WORK INSTRUCTIONS: Using the records that follow, reproduce exactly the lines starting at the line containing "formatted like (301,202)" and ending at the line containing "formatted like (175,237)". Include both end lines and no pictures.

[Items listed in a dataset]
════════

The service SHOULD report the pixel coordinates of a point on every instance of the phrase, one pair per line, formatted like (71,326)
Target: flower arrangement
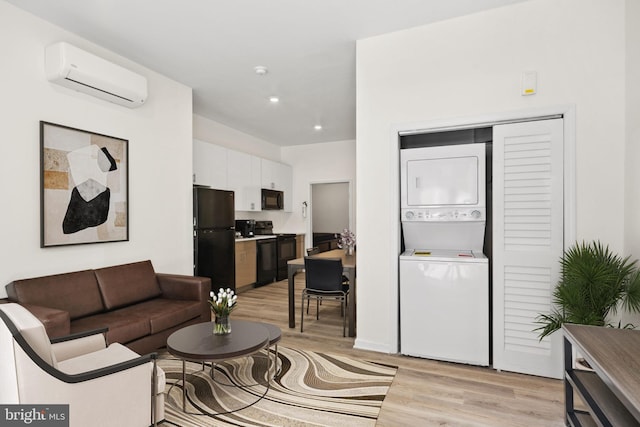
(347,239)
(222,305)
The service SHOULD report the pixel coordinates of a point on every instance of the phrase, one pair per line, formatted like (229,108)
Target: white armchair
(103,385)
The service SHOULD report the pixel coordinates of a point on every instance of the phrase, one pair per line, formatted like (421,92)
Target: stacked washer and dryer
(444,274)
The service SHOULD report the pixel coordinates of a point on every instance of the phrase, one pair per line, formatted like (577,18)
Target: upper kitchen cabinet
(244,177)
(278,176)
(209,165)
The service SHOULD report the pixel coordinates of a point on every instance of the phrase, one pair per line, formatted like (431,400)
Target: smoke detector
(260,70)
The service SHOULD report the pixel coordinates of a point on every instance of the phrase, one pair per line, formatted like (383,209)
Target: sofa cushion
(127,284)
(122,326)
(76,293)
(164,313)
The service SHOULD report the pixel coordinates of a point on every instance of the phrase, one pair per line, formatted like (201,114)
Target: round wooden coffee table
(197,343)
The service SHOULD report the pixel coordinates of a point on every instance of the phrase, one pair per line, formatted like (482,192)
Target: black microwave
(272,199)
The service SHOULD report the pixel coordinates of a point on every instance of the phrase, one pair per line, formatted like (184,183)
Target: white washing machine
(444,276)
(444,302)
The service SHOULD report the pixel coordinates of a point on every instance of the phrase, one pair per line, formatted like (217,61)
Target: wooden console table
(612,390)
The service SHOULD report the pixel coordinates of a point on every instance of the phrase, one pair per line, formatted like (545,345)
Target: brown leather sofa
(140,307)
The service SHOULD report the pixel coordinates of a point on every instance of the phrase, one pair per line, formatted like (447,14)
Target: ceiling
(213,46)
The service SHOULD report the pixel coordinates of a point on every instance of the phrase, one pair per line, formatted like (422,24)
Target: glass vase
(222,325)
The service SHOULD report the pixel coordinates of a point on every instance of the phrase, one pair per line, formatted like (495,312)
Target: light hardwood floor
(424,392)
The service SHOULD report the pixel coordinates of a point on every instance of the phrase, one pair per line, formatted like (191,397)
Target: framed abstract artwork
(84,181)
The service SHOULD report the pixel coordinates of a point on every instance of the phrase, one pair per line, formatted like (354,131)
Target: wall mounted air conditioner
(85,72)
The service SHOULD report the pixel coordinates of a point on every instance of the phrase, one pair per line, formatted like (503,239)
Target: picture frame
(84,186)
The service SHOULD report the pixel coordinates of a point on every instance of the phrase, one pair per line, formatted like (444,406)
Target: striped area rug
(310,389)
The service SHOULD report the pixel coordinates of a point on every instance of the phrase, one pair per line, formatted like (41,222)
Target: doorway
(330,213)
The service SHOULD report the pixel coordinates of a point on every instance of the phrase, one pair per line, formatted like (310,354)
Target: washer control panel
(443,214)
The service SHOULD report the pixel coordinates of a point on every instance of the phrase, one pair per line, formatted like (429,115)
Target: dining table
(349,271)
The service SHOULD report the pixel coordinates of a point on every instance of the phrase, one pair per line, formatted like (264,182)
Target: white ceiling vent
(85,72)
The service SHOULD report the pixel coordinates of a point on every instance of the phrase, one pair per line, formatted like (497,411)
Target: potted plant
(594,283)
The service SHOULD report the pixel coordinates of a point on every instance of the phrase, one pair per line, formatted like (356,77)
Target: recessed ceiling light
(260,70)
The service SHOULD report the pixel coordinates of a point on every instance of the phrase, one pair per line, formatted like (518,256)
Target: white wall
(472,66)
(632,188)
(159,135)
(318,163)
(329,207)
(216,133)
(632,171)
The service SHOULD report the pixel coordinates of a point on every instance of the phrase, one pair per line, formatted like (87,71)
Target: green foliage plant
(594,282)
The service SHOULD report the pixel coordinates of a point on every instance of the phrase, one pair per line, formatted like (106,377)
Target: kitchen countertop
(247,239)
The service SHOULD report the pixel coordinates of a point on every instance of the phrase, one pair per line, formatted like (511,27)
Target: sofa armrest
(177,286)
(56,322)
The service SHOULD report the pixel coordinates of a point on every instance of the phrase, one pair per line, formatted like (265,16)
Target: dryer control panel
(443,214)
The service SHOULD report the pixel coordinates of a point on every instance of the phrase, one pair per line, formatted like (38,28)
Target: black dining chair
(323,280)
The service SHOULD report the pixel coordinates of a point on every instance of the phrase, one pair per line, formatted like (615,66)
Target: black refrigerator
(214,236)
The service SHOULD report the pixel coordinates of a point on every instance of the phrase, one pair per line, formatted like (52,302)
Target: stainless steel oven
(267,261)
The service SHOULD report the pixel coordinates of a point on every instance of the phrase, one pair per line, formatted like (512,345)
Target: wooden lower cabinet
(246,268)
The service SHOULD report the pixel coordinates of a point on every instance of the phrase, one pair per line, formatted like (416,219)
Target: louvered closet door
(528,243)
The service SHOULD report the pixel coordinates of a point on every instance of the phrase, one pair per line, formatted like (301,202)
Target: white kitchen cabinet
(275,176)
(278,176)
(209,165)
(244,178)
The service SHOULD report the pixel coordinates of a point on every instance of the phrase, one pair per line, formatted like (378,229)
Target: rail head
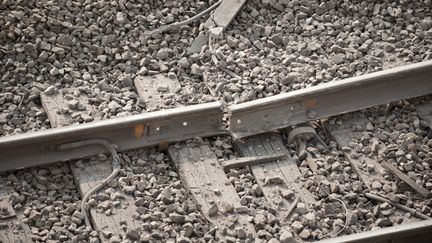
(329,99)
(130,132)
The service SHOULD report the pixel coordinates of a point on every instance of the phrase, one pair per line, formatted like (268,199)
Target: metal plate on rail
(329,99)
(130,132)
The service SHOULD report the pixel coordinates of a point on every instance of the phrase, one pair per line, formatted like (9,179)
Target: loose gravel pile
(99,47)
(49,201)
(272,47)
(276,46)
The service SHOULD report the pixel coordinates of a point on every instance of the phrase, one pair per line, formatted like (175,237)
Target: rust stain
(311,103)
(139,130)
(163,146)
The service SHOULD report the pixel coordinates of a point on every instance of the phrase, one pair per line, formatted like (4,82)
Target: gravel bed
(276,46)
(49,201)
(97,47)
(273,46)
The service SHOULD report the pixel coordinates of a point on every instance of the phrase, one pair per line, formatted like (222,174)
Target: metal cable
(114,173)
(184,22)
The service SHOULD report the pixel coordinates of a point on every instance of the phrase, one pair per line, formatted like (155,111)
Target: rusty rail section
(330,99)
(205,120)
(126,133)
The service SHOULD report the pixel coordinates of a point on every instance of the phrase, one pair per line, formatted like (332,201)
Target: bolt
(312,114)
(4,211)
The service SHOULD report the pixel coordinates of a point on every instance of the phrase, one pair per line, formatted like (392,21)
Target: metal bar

════════

YOUR RESPONSE:
The service SHOULD report the pixel coordinates of a point on every instance of the phrase, one pair per line, formatted like (301,202)
Target: white kitchen cabinet
(275,176)
(278,176)
(209,165)
(244,178)
The service SHOULD report the pixel coordinates of a point on every instance of the phrase, one pair per line, formatted like (378,229)
Target: rail head
(329,99)
(130,132)
The service SHOULD report the pixel coordinates of a point on every instance of the phrase, one pair per line, formatted like (268,199)
Target: metal plate on rail
(329,99)
(130,132)
The service SHOULD report the pixel coordinates of a point on every instance of the phrase, one pair per line, formatted like (9,179)
Target: loose gravel pile
(99,47)
(49,201)
(272,47)
(276,46)
The service SHOULD report the pixel coordinates of a point on every instance of the phrase, one pair per line, formatted like (175,237)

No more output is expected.